● Prompt:
Write out all of the records exactly once more and skip the images.

● Data extract:
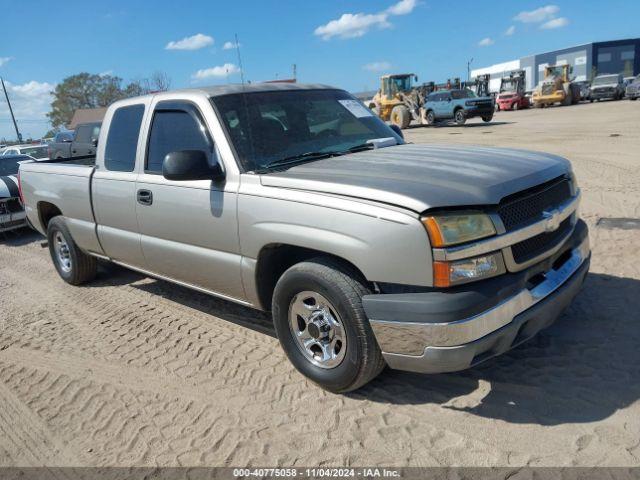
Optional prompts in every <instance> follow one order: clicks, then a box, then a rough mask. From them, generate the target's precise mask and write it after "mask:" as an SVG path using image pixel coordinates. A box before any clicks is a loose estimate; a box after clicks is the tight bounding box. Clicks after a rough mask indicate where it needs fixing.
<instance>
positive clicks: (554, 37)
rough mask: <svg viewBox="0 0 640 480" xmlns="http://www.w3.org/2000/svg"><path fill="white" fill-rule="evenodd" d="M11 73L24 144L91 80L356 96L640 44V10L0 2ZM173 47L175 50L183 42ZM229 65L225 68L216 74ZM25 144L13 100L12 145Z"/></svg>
mask: <svg viewBox="0 0 640 480" xmlns="http://www.w3.org/2000/svg"><path fill="white" fill-rule="evenodd" d="M0 12H2V15H1V18H2V22H1V27H0V76H2V77H3V78H4V79H5V82H8V84H9V94H10V95H11V98H12V102H13V103H15V106H14V109H15V110H16V114H17V115H16V116H17V119H18V122H19V126H20V129H21V131H22V132H23V134H27V133H29V134H31V135H32V136H34V137H37V136H39V135H41V134H42V133H44V132H45V131H46V130H47V128H48V125H47V122H46V119H45V117H44V113H45V112H46V111H48V107H49V104H50V101H51V98H50V95H49V93H48V92H49V91H50V90H51V89H53V87H54V86H55V84H56V83H57V82H59V81H61V80H62V79H63V78H64V77H66V76H68V75H72V74H74V73H78V72H81V71H87V72H91V73H107V72H108V73H112V74H114V75H118V76H120V77H122V78H123V79H125V81H126V80H131V79H138V78H143V77H146V76H149V75H150V74H151V73H152V72H154V71H156V70H160V71H164V72H166V73H167V74H168V75H169V77H170V78H171V80H172V87H173V88H176V87H189V86H197V85H207V84H218V83H225V82H226V81H227V72H228V73H229V81H231V82H238V81H239V80H240V77H239V75H238V73H236V72H237V70H238V69H237V66H238V60H237V52H236V50H235V49H233V48H231V49H225V48H224V46H225V43H227V42H233V40H234V35H235V34H236V33H237V34H238V37H239V40H240V44H241V47H240V51H241V55H242V62H243V66H244V73H245V78H246V79H249V80H252V81H260V80H270V79H274V78H286V77H289V76H290V75H291V68H292V64H294V63H295V64H297V67H298V79H299V81H302V82H320V83H327V84H331V85H335V86H338V87H342V88H345V89H348V90H351V91H361V90H365V89H366V90H369V89H375V88H377V84H378V77H379V75H380V74H381V73H385V72H386V73H389V72H414V73H417V74H418V75H419V77H420V81H427V80H435V81H443V80H445V79H446V78H449V77H454V76H461V77H464V76H466V62H467V60H468V59H470V58H471V57H473V59H474V60H473V64H472V67H481V66H486V65H490V64H492V63H497V62H502V61H506V60H511V59H514V58H519V57H521V56H524V55H527V54H533V53H538V52H543V51H546V50H553V49H556V48H562V47H566V46H571V45H575V44H579V43H585V42H590V41H599V40H613V39H619V38H630V37H637V36H640V24H639V23H638V18H640V2H635V1H630V0H610V1H607V2H602V1H598V2H595V1H590V0H580V1H574V0H567V1H554V0H550V1H549V2H544V1H529V0H521V1H502V0H483V1H480V2H478V1H473V2H472V1H464V0H462V1H460V0H459V1H457V2H442V1H439V2H436V1H432V0H398V1H393V0H389V1H384V0H369V1H364V0H351V1H349V0H343V1H293V0H280V1H254V0H248V1H243V2H239V1H238V2H229V1H224V2H223V1H215V0H209V1H204V0H197V1H188V0H183V1H180V2H176V1H175V0H173V1H164V0H156V1H153V2H151V1H147V2H144V1H134V0H129V1H121V0H115V1H112V0H110V1H97V2H87V1H86V0H85V1H77V2H76V1H65V2H55V3H54V2H45V1H29V0H11V1H9V0H0ZM171 42H173V43H171ZM216 67H217V68H216ZM3 137H7V138H13V137H14V133H13V128H12V124H11V121H10V119H9V114H8V111H7V107H6V103H5V102H4V98H2V100H0V139H1V138H3Z"/></svg>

● Solution for this exercise:
Optional prompts in every <instance> follow one order: clicks, then a box, then a rough mask. From them, generate the target's precise mask and write it after "mask:" as an SVG path using image pixel coordinates. A box before any clicks is a loose estimate; a box after clicks is the tight bounding box. Clicks after a rough mask indicate where it needs fixing.
<instance>
positive clicks: (554, 37)
rough mask: <svg viewBox="0 0 640 480" xmlns="http://www.w3.org/2000/svg"><path fill="white" fill-rule="evenodd" d="M11 73L24 144L91 80L356 96L640 44V10L0 2ZM173 47L175 50L183 42ZM229 65L225 68L216 74ZM25 144L13 100L12 145Z"/></svg>
mask: <svg viewBox="0 0 640 480" xmlns="http://www.w3.org/2000/svg"><path fill="white" fill-rule="evenodd" d="M0 12H2V15H1V18H2V22H1V27H0V76H2V77H3V78H4V79H5V82H8V84H9V94H10V95H11V98H12V102H13V103H15V106H14V109H15V110H16V114H17V115H16V116H17V119H18V122H19V126H20V129H21V131H22V132H23V134H27V133H29V134H31V135H32V136H34V137H37V136H39V135H41V134H42V133H44V132H45V131H46V130H47V128H48V125H47V122H46V119H45V117H44V113H45V112H46V111H48V107H49V104H50V101H51V98H50V95H49V93H48V92H49V91H50V90H51V89H53V87H54V86H55V84H56V83H57V82H59V81H61V80H62V79H63V78H64V77H66V76H68V75H72V74H74V73H78V72H81V71H87V72H91V73H107V72H108V73H112V74H114V75H118V76H120V77H122V78H123V79H125V81H126V80H131V79H138V78H143V77H146V76H149V75H150V74H151V73H152V72H154V71H156V70H160V71H164V72H166V73H167V74H168V75H169V77H170V78H171V80H172V87H173V88H176V87H189V86H197V85H207V84H218V83H225V82H226V81H227V72H228V73H229V81H231V82H238V81H239V80H240V77H239V75H238V73H236V72H237V70H238V69H237V66H238V60H237V52H236V50H235V49H233V48H231V49H225V48H224V46H225V43H227V42H233V40H234V35H235V34H236V33H237V34H238V37H239V40H240V44H241V47H240V51H241V55H242V62H243V66H244V73H245V78H246V79H249V80H252V81H260V80H270V79H274V78H286V77H289V76H290V75H291V68H292V64H294V63H295V64H297V67H298V79H299V81H302V82H320V83H327V84H331V85H335V86H338V87H342V88H345V89H348V90H351V91H361V90H365V89H366V90H369V89H375V88H377V84H378V77H379V75H380V74H381V73H385V72H386V73H389V72H414V73H417V74H418V75H419V77H420V81H427V80H435V81H443V80H445V79H446V78H449V77H454V76H461V77H464V76H466V62H467V60H468V59H470V58H471V57H473V59H474V60H473V64H472V67H481V66H486V65H490V64H492V63H497V62H502V61H506V60H511V59H514V58H519V57H521V56H524V55H527V54H533V53H538V52H543V51H546V50H553V49H556V48H562V47H566V46H571V45H575V44H579V43H585V42H590V41H599V40H613V39H619V38H630V37H637V36H640V24H639V23H638V18H640V2H635V1H630V0H610V1H607V2H602V1H598V2H595V1H590V0H580V1H574V0H567V1H554V0H550V1H549V2H544V1H529V0H521V1H502V0H483V1H480V2H478V1H473V2H472V1H464V0H462V1H460V0H459V1H457V2H442V1H439V2H436V1H432V0H398V1H393V0H389V1H384V0H369V1H364V0H351V1H349V0H343V1H293V0H280V1H254V0H248V1H243V2H239V1H238V2H229V1H224V2H223V1H215V0H209V1H204V0H197V1H188V0H183V1H180V2H176V1H175V0H173V1H164V0H156V1H153V2H151V1H147V2H144V1H134V0H129V1H121V0H115V1H112V0H110V1H97V2H87V1H86V0H85V1H77V2H76V1H65V2H55V3H54V2H45V1H29V0H11V1H9V0H0ZM171 42H173V43H171ZM216 67H217V68H216ZM3 137H7V138H13V137H14V133H13V128H12V124H11V121H10V119H9V114H8V111H7V107H6V103H5V102H4V98H2V100H0V139H1V138H3Z"/></svg>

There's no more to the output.